** start **

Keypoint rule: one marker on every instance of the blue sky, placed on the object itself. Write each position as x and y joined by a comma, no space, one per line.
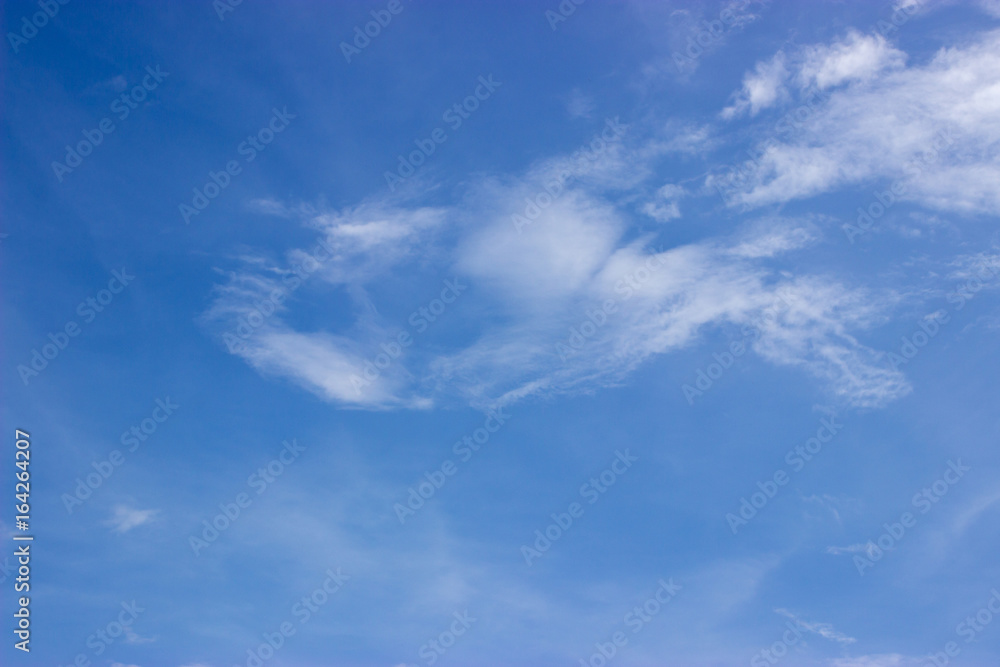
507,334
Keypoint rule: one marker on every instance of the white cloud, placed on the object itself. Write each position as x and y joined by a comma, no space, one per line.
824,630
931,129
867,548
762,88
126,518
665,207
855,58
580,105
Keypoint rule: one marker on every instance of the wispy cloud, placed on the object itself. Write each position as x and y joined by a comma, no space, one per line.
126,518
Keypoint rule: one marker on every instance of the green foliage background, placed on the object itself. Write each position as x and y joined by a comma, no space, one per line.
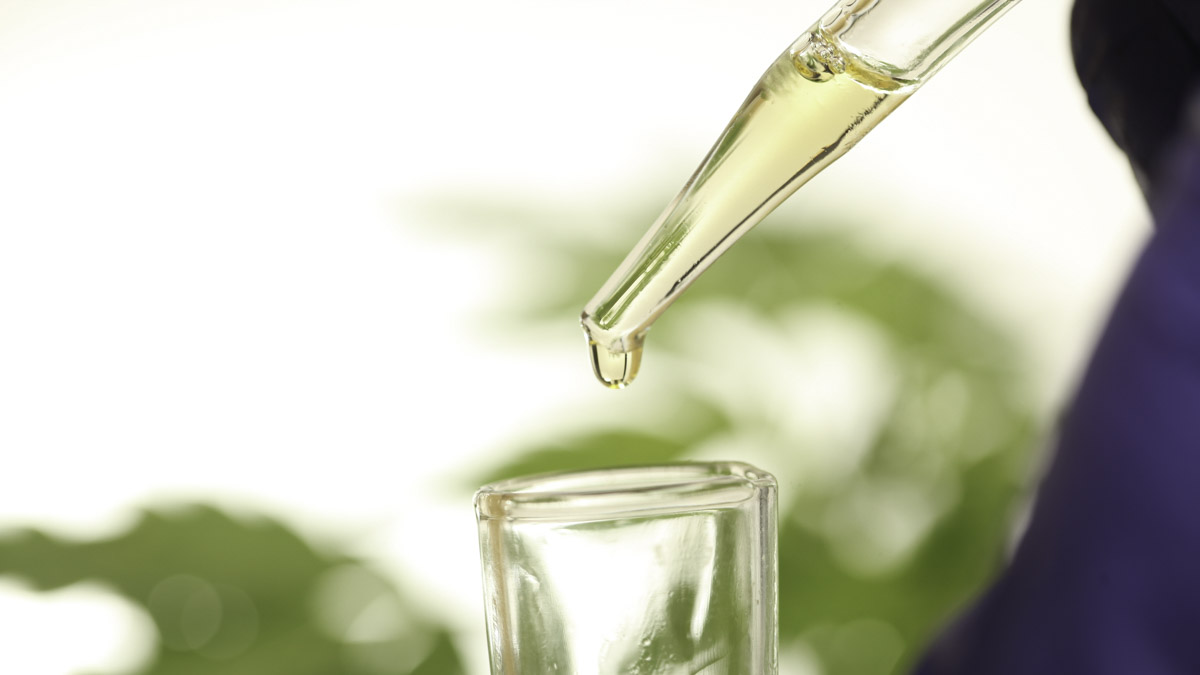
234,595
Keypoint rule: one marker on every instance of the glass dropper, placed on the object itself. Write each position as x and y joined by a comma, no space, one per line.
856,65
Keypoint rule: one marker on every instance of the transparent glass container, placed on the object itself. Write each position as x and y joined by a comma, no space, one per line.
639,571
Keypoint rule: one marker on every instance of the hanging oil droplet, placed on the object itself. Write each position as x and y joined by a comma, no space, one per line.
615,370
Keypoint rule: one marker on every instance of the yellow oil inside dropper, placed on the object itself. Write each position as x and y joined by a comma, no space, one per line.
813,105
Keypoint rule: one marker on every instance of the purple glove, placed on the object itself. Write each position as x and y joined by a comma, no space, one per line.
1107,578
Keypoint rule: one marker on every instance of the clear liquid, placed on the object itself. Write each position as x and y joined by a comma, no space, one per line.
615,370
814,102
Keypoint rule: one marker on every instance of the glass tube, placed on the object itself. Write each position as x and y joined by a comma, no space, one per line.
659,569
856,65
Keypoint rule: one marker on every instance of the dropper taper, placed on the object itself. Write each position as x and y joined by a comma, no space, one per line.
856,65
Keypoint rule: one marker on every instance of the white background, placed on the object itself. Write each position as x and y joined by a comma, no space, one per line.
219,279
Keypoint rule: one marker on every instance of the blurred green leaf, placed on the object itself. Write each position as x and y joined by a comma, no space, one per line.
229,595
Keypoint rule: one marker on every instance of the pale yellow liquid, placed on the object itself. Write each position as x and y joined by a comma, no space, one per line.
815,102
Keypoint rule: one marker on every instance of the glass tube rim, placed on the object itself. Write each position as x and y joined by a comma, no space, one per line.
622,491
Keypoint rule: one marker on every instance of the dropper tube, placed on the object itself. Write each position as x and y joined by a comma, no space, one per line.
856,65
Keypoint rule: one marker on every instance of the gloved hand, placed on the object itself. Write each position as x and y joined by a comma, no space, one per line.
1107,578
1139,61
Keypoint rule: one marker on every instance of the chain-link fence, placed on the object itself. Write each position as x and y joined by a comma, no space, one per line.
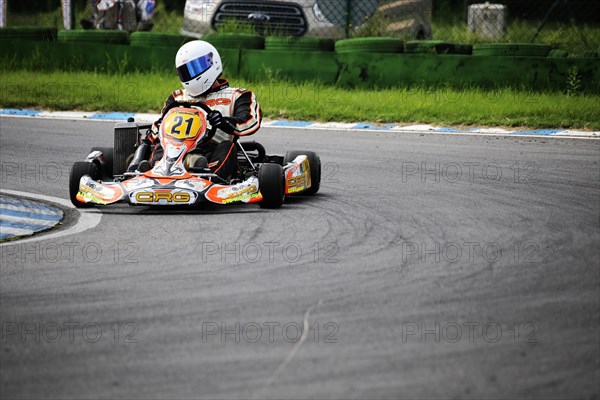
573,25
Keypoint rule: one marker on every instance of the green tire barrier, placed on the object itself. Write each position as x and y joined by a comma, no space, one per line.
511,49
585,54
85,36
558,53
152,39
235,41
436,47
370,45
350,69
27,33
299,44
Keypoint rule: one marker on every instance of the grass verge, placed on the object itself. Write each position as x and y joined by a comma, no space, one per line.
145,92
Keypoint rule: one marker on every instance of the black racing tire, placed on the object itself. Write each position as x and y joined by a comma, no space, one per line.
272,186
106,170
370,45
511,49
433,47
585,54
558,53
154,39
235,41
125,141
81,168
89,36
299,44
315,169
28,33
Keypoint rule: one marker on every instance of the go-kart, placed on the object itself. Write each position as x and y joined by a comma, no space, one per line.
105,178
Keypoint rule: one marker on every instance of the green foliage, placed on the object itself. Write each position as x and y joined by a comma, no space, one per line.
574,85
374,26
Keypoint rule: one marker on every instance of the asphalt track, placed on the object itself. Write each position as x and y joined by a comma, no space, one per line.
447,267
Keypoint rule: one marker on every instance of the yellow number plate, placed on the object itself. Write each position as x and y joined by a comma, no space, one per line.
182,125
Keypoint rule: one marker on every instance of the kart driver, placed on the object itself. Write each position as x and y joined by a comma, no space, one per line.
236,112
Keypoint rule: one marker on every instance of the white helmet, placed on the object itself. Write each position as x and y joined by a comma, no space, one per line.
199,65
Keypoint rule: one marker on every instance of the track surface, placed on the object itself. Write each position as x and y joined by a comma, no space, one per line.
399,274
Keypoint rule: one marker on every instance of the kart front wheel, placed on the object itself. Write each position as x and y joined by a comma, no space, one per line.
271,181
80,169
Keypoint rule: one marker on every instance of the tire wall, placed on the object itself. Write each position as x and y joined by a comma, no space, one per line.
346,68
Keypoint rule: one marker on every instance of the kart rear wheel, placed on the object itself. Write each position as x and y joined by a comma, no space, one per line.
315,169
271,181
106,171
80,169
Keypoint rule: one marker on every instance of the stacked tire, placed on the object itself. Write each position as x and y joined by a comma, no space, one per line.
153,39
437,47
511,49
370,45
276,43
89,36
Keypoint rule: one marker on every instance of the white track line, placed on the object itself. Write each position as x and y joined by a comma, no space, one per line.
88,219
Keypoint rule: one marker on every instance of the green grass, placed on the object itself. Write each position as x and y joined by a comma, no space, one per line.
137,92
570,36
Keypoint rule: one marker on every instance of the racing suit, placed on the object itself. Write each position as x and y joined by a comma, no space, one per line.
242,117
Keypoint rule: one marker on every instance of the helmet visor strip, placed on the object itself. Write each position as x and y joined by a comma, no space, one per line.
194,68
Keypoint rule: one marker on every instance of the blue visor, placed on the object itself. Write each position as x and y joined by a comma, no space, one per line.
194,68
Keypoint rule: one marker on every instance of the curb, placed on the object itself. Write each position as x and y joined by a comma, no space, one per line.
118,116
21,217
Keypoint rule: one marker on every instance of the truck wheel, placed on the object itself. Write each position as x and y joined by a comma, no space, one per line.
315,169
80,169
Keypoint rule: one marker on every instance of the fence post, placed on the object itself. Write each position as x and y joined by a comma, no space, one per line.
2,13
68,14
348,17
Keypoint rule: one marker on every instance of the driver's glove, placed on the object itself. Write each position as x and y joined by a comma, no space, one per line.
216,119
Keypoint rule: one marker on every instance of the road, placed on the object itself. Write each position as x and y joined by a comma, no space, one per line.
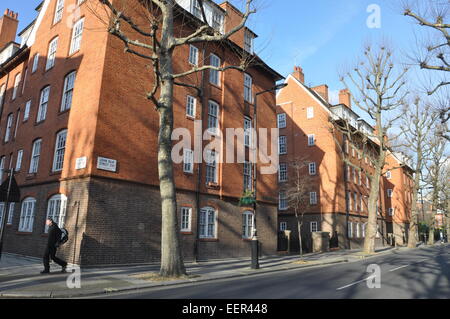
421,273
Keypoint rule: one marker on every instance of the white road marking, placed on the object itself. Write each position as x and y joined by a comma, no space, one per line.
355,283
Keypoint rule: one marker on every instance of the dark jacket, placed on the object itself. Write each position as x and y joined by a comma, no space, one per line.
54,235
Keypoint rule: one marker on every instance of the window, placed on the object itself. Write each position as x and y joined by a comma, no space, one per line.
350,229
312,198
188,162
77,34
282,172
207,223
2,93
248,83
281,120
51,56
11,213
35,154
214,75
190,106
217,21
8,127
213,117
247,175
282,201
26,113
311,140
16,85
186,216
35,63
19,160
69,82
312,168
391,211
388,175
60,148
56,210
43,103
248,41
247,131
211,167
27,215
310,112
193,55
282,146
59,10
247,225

** end **

WHAT TO DO:
Omit every picture, and otherwise quote the entries exactly.

SOLUTION FOR THIS TASK:
Keypoint rule: one marker on every instance of the blue sky, placed on the object itself. Write each position as x and y joined by a comma, no space, one per line.
507,334
Keypoint rule: one marker on every instance of the white cloud, placed on the object itself. Write each position as x and y joined by a comma, no space, one per line.
824,630
931,129
867,548
762,88
126,518
665,207
855,58
580,105
Keypoint rule: one marker on every instance of the wispy cloud, placed on the object itself. Write each position as x and y joined by a comma, no space, one per line.
126,518
Keypoint rule: one marker on every instance of the green foliage background, placed on the object itself. Write each position as x and y joined by a comma, no space, one per line.
234,595
Keypoint rule: one marker on every instance of the glass dropper, placed on the object itself. Write each position as x and y joined by a comma, no space, one per line.
856,65
Keypoint rule: one marker on every instance of the transparent glass container, placed on the object itself. Write each position as x and y joined by a comma, no space, one per line.
639,571
Keypoint rule: one marker on every instance of the hanging oil droplet, placed on the object itself. Write each position as x and y joined by a comma, no space, one per line.
615,370
Keypoint rule: one marker on every instance of the yellow oil inside dropper, placed on the object itself. Write each position as x and y joined by a comma, no space, one per line.
813,105
Keypoint rule: one marker on every instance of the purple glove, placed on the object itself. Write each position as x and y joined by a comma, no space, one per line.
1107,578
Keypoint rule: one marker on every instance of the clear liquid, placed on the object itself. Write each position as x and y joined by a comma, no space, one per line.
615,370
814,102
Keypoint rule: one marker on every instance of the glass tube, placed on the object itself. Write each position as x and y joined by a comma, no space, one per line.
659,569
856,65
Keypoint rule: one marker on every instance of the dropper taper, placed on the object itself. Write each position as x and y joined by a comma, no space, one per line.
856,65
Keypoint rule: one marker on every instance of the white background, placed on the object itself. Write each position as x and y joined by a comma, no space, one per line.
219,279
Keypoint rule: one marker on every instance of the blurred green leaf, placed on the object itself. Write each position as x and y joined by a comma, no space, one per line.
229,595
Keypoint rule: one marker on every instance of the pale yellow liquid, placed on the object itself. Write each position as x and y joined by a comma, no space, one per line.
815,102
Keypoint rule: one marker on every instance of the glass tube rim, placed on the object itself. Write each position as x and y joined by a comma, no space, one per line.
622,491
Keypoint rule: one marker on every instance of the dropper tube, placed on the object itself. Write each position as x and y joined by a comma, no space, one per line.
856,65
Keypoint rule: one marker on every instance of the gloved hand, placed on the object itself. Write each position as x and y joined by a comma, no space, one per line.
1107,578
1139,61
Keypoint rule: one marker on every instance of the chain-link fence, placed on the object itself. Write each position as x and y joined by a comma, no space, one per line.
573,25
Keypoint rule: one marker on every instance of the green tire barrier, placed on the object itself. Write each position as x and y joined by a comma, no space, one per line.
511,49
585,54
85,36
558,53
152,39
235,41
436,47
370,45
350,69
27,33
299,44
Keypoint rule: one marker on every instance of the grass verge, placed on the object itself. Write each position as x and y joined by a comma, no space, one per line.
145,92
Keypoint rule: one marker on every instance of the black racing tire, placed on the object itself. Write each position as x and y joined by a comma, no space, one per line.
272,186
106,170
370,45
511,49
433,47
585,54
558,53
154,39
235,41
125,141
81,168
89,36
299,44
315,169
28,33
Keypoint rule: one marker on every instance of the go-kart, placed on the object itself. Write each position as x and y joined by a comma, no space, one per line.
105,178
Keypoint rule: one marker on every instance of the green foliage, placed on the object itself. Write each position as x and y joined by a comma, no space, one per line.
574,85
374,26
Keypoint rule: one marker on every instance of the asphalt track, placed on the object itself. Write each position as x and y joined by a comma, no space, one per line.
447,267
Keypoint rule: one marker on every instance of the yellow number plate, placed on the object itself. Write each position as x and y joined by a comma, no space, one per line.
182,125
Keypoint rule: one marker on every instance of the kart driver, placed on the object itself. Write each position as x and y joined by a comma, no space, one per line.
236,112
Keypoint rule: one marker on every instance of the white helmet, placed on the object itself. Write each position as x and y joined by a comma, no space, one per line.
199,65
Keypoint rule: one marker on every instance of the track surface, placed on the object itself. Write each position as x and y joined by a comma, no space, one per line.
399,274
Keypoint rule: one marker on every instance of the kart front wheel, placed on the object itself. Write each position as x and y joined by a comma, no space, one per line.
271,181
80,169
Keypoint rule: one marker on every instance of the tire wall, placed on the object itself. Write each position as x and y joined by a comma, no space, one per line.
346,68
Keypoint rule: one marker on every instance of the kart rear wheel, placed on the object itself. Write each position as x and y joined by a comma, no space, one per line.
315,169
271,181
106,171
80,169
Keypoint rule: one marker on every instance of the stacked tire, placed on the object itself. Write each position as x and y joined by a comma, no space, one per line.
153,39
437,47
511,49
370,45
276,43
89,36
Keypoint rule: one marker on every instance of the white track line, placed on the object itself. Write each position as x and y joined by a comma, no space, one per line.
88,219
Keypoint rule: one marker on every instance of the green grass, placed on the object itself. Write each position as x and y joined by a comma, no space, one per line.
137,92
570,36
Keypoint rule: one marker on every instance of the racing suit, placed on the object itself. Write each position as x and y joined by a comma, no space, one per line.
242,117
Keypoint rule: one marker on every instance of the helmet visor strip, placed on the object itself. Write each position as x and y joined by a comma, no space, one per line.
194,68
Keypoint rule: one marker on every instance of the blue visor, placed on the object itself. Write each position as x and y joined by a comma, no space, one per line.
194,68
Keypoint rule: one marker on every instance of the curb, placed on the object itself. Write each position as x and y joined by a comma, no space, one per line.
118,116
21,217
Keypoint rule: one marker on every instance of the truck wheel, placed on the object itself. Write each position as x and y joined by a comma, no space, one per line.
315,169
80,169
Keypoint rule: one marker on every instance of the fence post, placed on the object itself. Write each position as x and y joined by a comma, no space, one per line.
2,13
68,14
348,17
Keypoint rule: one marker on every instance of the driver's glove, placed on the object itself. Write each position as x and y joined by a comma, no space, one per line.
216,119
Keypoint rule: one marker on every instance of the road, placed on the object itself. Write each position as x and y joined by a comma, no space, one per line.
421,273
Keypoint rule: one marker on every instance of the white road marking, placed on the object itself. Write each position as x and y joined by a comma, no space, one per line.
355,283
Keypoint rule: one marker on every instance of the dark jacket, placed on the object itself. Write each position as x and y joined by a comma, no space, one per line.
54,235
Keypoint rule: one marker on every instance of the window, placed on the object itself. Write each position as x and y joined by a comma, no space, one per line.
350,229
312,198
188,162
77,34
282,172
207,223
2,93
248,83
281,120
51,56
11,213
35,154
214,75
190,106
217,21
8,127
213,117
247,175
282,201
26,113
311,140
16,85
186,216
35,63
19,160
69,82
312,168
391,211
388,175
60,148
56,210
43,103
248,41
247,131
211,167
27,215
310,112
193,55
282,146
59,10
247,225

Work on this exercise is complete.